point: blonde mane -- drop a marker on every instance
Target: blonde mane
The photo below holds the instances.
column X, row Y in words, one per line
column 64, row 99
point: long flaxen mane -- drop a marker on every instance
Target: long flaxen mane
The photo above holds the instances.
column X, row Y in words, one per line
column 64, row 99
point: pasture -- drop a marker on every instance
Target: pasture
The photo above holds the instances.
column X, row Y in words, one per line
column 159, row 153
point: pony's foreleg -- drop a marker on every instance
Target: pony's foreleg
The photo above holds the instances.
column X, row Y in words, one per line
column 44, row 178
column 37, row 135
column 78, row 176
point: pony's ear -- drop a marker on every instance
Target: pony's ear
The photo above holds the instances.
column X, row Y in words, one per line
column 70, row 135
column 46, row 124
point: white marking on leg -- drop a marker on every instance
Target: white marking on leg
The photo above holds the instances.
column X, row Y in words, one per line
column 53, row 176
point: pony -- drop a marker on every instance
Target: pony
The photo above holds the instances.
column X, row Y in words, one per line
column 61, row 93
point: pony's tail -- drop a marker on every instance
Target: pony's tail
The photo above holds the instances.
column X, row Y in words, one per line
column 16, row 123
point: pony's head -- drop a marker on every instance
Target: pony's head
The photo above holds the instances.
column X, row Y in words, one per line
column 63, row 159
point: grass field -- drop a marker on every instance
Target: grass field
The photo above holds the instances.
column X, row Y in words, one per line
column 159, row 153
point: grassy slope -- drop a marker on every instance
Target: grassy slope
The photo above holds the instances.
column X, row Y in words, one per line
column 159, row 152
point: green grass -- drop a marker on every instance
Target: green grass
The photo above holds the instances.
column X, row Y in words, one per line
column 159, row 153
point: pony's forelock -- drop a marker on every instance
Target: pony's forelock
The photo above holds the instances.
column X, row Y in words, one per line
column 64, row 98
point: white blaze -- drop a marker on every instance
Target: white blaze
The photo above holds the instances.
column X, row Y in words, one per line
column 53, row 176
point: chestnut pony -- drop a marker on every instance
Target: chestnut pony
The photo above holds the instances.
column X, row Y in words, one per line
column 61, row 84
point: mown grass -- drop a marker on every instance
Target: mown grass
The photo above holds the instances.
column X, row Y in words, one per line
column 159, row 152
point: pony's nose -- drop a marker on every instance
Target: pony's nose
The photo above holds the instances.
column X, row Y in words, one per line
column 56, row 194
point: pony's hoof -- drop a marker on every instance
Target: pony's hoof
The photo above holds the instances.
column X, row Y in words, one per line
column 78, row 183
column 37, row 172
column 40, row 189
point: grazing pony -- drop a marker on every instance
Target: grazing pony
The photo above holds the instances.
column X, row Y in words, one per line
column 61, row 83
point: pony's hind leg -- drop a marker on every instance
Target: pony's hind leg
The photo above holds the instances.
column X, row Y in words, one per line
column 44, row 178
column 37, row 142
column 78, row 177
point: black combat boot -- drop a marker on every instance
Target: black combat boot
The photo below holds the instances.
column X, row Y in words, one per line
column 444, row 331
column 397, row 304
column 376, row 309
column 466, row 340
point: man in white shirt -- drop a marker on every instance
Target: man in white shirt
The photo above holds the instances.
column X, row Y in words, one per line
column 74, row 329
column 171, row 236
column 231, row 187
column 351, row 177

Aim:
Reproduce the entries verbatim, beginning with their first line and stopping after the line that contains "column 61, row 93".

Task response:
point: blonde mane -- drop a marker on every instance
Target: blonde mane
The photo below holds the instances.
column X, row Y in words, one per line
column 64, row 99
point: long flaxen mane -- drop a marker on every instance
Target: long flaxen mane
The photo above holds the instances.
column X, row Y in words, one per line
column 64, row 99
point: pasture -- drop a marker on every instance
Target: pasture
The photo above holds the instances.
column X, row Y in words, one per line
column 159, row 153
point: pony's foreleg -- drop a marker on every instance
Target: pony's foreleg
The photo above holds the instances.
column X, row Y in words, one per line
column 44, row 178
column 37, row 135
column 78, row 176
point: pony's ear -- drop a marker on every instance
Target: pony's ear
The photo above holds the instances.
column X, row Y in words, one per line
column 70, row 135
column 46, row 124
point: white marking on leg -- drop a marker on every instance
Target: white marking on leg
The photo above holds the instances.
column X, row Y in words, one per line
column 53, row 176
point: pony -- drop a marker on every instance
Target: pony
The photo above holds the instances.
column X, row Y in words, one per line
column 61, row 93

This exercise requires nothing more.